■ Your objective
Pick out each line of the records that contains the string "every", and copy those lines. Case counts when matching.

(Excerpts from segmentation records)

▬▬▬▬▬▬

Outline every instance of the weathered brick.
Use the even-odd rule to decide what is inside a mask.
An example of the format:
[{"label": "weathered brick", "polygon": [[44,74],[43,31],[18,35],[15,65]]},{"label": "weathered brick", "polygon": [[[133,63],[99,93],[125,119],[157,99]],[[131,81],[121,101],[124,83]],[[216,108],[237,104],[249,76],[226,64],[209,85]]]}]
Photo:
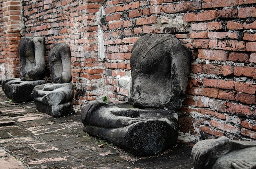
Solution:
[{"label": "weathered brick", "polygon": [[241,125],[243,127],[256,131],[256,124],[252,124],[247,122],[246,121],[243,121],[242,122]]},{"label": "weathered brick", "polygon": [[236,92],[234,90],[222,90],[218,96],[218,98],[223,100],[236,100]]},{"label": "weathered brick", "polygon": [[222,29],[222,24],[220,22],[211,22],[207,23],[207,29],[216,30]]},{"label": "weathered brick", "polygon": [[207,23],[192,24],[191,27],[194,31],[206,31],[207,30]]},{"label": "weathered brick", "polygon": [[249,94],[255,94],[256,92],[256,85],[251,83],[243,83],[239,81],[235,83],[236,90],[248,93]]},{"label": "weathered brick", "polygon": [[185,22],[204,21],[213,20],[217,17],[216,10],[204,11],[199,13],[186,13],[183,17]]},{"label": "weathered brick", "polygon": [[241,18],[256,17],[256,7],[239,8],[238,17]]},{"label": "weathered brick", "polygon": [[200,126],[199,129],[202,132],[213,136],[217,136],[217,137],[224,136],[224,134],[223,132],[216,129],[212,129],[209,126]]},{"label": "weathered brick", "polygon": [[255,70],[255,68],[253,67],[235,66],[234,67],[234,75],[253,77]]},{"label": "weathered brick", "polygon": [[202,65],[201,64],[191,64],[191,72],[193,73],[200,73],[203,72]]},{"label": "weathered brick", "polygon": [[251,138],[256,139],[256,132],[245,128],[241,129],[241,134]]},{"label": "weathered brick", "polygon": [[229,133],[235,134],[237,134],[240,133],[240,129],[237,127],[227,124],[223,124],[213,120],[211,121],[211,125],[218,129],[229,132]]},{"label": "weathered brick", "polygon": [[256,103],[255,96],[245,93],[238,93],[236,97],[236,101],[247,104]]},{"label": "weathered brick", "polygon": [[231,51],[245,51],[247,50],[245,42],[233,40],[211,40],[209,42],[209,48],[211,49],[222,49]]},{"label": "weathered brick", "polygon": [[256,33],[249,34],[248,33],[245,33],[244,34],[243,39],[249,41],[256,41]]},{"label": "weathered brick", "polygon": [[237,22],[229,21],[227,23],[227,28],[231,30],[241,30],[243,29],[243,26]]},{"label": "weathered brick", "polygon": [[249,118],[252,118],[254,116],[253,113],[251,111],[250,106],[233,104],[230,102],[227,103],[226,105],[227,112]]},{"label": "weathered brick", "polygon": [[220,18],[238,18],[237,9],[229,8],[218,10],[217,17]]},{"label": "weathered brick", "polygon": [[256,63],[256,53],[251,53],[249,61],[251,63]]},{"label": "weathered brick", "polygon": [[198,49],[198,57],[209,60],[227,60],[227,53],[224,50],[214,49]]},{"label": "weathered brick", "polygon": [[191,38],[207,38],[207,32],[205,31],[192,32],[190,35]]},{"label": "weathered brick", "polygon": [[237,39],[237,35],[234,32],[208,32],[209,39]]},{"label": "weathered brick", "polygon": [[228,76],[233,73],[231,66],[227,65],[217,65],[209,64],[203,65],[203,71],[208,74],[222,75]]},{"label": "weathered brick", "polygon": [[201,110],[201,113],[203,114],[209,114],[212,116],[216,117],[219,119],[222,120],[226,119],[226,116],[225,115],[213,111],[202,109]]},{"label": "weathered brick", "polygon": [[219,93],[221,91],[221,89],[216,88],[203,88],[202,93],[204,96],[207,97],[218,98]]},{"label": "weathered brick", "polygon": [[214,8],[219,7],[227,7],[237,6],[238,0],[203,0],[202,2],[203,8]]},{"label": "weathered brick", "polygon": [[235,62],[248,63],[250,55],[247,53],[231,52],[229,55],[228,60]]}]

▬▬▬▬▬▬

■ Problem solution
Outline every instance of the weathered brick.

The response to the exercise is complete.